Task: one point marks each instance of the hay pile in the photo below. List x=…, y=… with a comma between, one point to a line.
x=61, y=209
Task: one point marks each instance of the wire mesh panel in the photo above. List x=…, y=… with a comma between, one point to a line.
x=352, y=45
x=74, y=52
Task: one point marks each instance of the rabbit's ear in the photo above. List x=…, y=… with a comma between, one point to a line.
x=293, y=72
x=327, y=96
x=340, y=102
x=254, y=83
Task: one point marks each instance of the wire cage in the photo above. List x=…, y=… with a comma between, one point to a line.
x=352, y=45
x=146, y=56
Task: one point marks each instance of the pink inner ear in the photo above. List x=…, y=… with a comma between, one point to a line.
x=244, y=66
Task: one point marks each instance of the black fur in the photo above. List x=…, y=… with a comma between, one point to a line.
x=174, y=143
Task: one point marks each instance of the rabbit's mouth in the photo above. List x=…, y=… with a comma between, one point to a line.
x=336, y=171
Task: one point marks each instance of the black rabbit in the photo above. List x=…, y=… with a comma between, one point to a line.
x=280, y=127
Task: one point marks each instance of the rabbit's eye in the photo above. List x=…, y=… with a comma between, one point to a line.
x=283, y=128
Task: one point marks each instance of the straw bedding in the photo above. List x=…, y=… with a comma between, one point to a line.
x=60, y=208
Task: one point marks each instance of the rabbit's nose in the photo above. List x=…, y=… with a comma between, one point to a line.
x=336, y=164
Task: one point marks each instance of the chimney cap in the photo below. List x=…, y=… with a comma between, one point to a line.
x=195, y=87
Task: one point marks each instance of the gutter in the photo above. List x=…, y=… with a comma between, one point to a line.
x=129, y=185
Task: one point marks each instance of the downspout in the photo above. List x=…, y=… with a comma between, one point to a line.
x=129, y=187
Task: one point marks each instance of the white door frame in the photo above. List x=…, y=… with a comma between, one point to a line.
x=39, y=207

══════════════════════════════

### Task requirements
Without changing a word, write out each entry again.

### Solution
Task: one point marks each instance of the hay pile in the photo below. List x=…, y=… with a comma between, one point to a line.
x=61, y=209
Task: one point marks each instance of the wire mesh panel in the photo above. List x=…, y=… with a comma between, one point to a line.
x=352, y=45
x=74, y=52
Task: one point marks each instance of the rabbit's ear in the photo above. List x=…, y=… with a comma between, one point to a line.
x=293, y=72
x=327, y=96
x=340, y=102
x=254, y=83
Task: one point marks each instance of the wire cage in the photo above. List x=…, y=… with a comma between, one point to a line.
x=352, y=45
x=146, y=56
Task: one point marks each instance of the pink inner ear in the photo above. List x=…, y=… with a comma between, one point to a line.
x=244, y=66
Task: one point marks each instance of the black fur in the photo above. List x=…, y=… with a comma between, one point to a line.
x=174, y=143
Task: one point marks each instance of the rabbit's mouth in the photo above. List x=…, y=… with a comma between, one point to a line.
x=336, y=171
Task: one point marks each instance of the black rabbit in the photo above. List x=…, y=… with a comma between, one point to a line.
x=280, y=127
Task: one point marks each instance of the rabbit's eye in the photo above. List x=…, y=… with a comma between, one point to a line.
x=283, y=128
Task: one point marks each instance of the straw bedding in the photo above. List x=…, y=… with a comma between, one point to a line.
x=60, y=208
Task: one point marks each instance of the rabbit's nose in the photo above. List x=…, y=… with a comma between, one point to a line.
x=336, y=164
Task: one point marks each instance of the chimney cap in the photo below. List x=…, y=… with a comma between, one point to a line.
x=195, y=87
Task: one point marks each instance of the gutter in the photo above. List x=…, y=… with a comma between, one point to a line.
x=129, y=185
Task: one point marks each instance of the downspout in the photo above. List x=…, y=… with a comma between, one point to a line.
x=129, y=187
Task: one point marks each instance of the white door frame in the photo above. List x=…, y=… with a comma between, one point to a line.
x=39, y=207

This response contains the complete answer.